Pick out every line in the items below that contains the string "bird" and copy each such line.

◆ **Entries**:
-.-.-
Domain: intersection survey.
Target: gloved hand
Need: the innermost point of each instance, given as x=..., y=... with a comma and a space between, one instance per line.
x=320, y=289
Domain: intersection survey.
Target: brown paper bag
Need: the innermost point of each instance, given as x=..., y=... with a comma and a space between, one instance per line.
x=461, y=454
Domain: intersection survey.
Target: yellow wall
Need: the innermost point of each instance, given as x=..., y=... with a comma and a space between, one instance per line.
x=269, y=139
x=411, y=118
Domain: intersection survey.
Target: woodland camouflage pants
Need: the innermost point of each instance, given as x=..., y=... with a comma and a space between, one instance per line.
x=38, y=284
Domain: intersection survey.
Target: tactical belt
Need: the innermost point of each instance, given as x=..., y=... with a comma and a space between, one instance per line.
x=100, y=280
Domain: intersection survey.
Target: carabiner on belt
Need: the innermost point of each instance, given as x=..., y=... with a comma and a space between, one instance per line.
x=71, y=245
-.-.-
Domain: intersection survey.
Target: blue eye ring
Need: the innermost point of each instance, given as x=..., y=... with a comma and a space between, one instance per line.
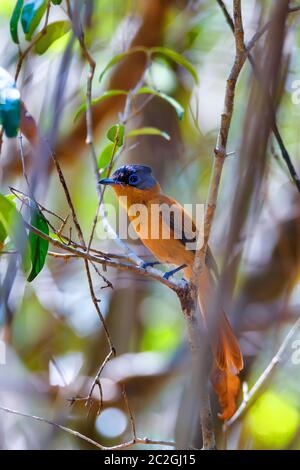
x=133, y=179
-.-.-
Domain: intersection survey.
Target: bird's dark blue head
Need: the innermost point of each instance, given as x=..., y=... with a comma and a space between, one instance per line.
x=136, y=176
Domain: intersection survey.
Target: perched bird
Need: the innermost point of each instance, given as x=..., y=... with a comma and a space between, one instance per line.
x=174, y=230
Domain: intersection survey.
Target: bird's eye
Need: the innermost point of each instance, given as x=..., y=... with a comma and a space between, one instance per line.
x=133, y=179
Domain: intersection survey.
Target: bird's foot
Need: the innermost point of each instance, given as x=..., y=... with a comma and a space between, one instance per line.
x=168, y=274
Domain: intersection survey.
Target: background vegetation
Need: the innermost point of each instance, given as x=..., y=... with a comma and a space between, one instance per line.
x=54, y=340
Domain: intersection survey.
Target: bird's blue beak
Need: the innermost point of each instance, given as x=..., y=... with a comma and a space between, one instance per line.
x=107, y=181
-.-.-
◆ **Answer for the task**:
Target: bird's dark blue head
Target: perched bird
Target: bird's eye
Target: bird's foot
Target: bird's blue beak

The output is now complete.